#### [WHAT THIS TASK INVOLVES]
Reproduce the data from the line containing "Question. Place a dot on every instance of the flag" through the final line of the data, inclusive, with "red jacket" replaced by "blue jacket" and every other part left unchanged.

#### [INFORMATION SUPPLIED]
+===+

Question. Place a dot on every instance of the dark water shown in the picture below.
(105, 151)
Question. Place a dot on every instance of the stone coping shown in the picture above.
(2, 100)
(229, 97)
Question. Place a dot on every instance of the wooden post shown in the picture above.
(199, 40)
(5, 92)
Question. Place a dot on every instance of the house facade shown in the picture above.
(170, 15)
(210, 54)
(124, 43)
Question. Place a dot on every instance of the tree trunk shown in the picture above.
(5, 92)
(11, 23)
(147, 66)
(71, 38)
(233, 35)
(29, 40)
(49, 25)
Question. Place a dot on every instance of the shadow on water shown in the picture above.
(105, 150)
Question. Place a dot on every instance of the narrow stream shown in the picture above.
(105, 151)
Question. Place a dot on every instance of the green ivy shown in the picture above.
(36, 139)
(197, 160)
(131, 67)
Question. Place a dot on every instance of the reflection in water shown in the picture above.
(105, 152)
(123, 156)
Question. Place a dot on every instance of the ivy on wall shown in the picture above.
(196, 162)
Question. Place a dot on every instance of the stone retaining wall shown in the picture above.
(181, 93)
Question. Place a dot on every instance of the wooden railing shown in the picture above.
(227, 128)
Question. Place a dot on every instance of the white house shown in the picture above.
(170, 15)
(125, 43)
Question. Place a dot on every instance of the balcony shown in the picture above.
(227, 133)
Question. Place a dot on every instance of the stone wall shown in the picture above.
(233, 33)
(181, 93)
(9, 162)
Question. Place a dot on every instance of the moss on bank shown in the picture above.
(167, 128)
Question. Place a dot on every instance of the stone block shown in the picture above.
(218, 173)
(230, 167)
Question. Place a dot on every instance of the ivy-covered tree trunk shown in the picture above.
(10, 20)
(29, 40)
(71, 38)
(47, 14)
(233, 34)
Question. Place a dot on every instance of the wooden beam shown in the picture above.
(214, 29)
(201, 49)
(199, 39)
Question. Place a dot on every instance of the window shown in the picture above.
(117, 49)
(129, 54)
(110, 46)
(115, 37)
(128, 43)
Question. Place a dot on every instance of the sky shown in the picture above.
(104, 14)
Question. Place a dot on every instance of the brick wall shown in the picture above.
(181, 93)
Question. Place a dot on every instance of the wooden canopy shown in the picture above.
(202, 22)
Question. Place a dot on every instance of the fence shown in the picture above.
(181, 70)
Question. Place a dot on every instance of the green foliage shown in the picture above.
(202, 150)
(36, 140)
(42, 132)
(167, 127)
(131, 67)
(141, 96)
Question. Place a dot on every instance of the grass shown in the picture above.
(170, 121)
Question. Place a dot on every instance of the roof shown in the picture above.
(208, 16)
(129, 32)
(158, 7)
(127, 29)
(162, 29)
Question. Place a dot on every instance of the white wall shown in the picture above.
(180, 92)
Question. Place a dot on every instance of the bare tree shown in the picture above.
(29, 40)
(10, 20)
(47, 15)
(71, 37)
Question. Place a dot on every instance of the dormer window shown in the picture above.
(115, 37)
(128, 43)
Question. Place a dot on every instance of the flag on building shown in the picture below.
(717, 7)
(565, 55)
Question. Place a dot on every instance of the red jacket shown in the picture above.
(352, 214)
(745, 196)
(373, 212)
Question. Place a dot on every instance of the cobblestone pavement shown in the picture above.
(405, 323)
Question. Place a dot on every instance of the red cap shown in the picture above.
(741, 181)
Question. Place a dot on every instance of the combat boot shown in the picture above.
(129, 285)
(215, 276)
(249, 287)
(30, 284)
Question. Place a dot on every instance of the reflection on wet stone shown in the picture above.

+===+

#### [EXPECTED ANSWER]
Question. Place a dot on every instance of the flag on building shown in the picture below.
(717, 7)
(565, 55)
Question. Place a dot on every instance of the blue jacket shown in the picture above.
(352, 214)
(745, 196)
(373, 212)
Question. Place a dot on every instance of the cobblestone pavement shown in the picture above.
(405, 323)
Question. Place a dot on every instance of the red cap shown in the picture above.
(741, 181)
Question. Place a dot on every instance of the combat boot shown in the picture above.
(129, 285)
(215, 276)
(249, 287)
(30, 284)
Question. Place a dot on every instance of the reflection on wet stone shown in the picture above.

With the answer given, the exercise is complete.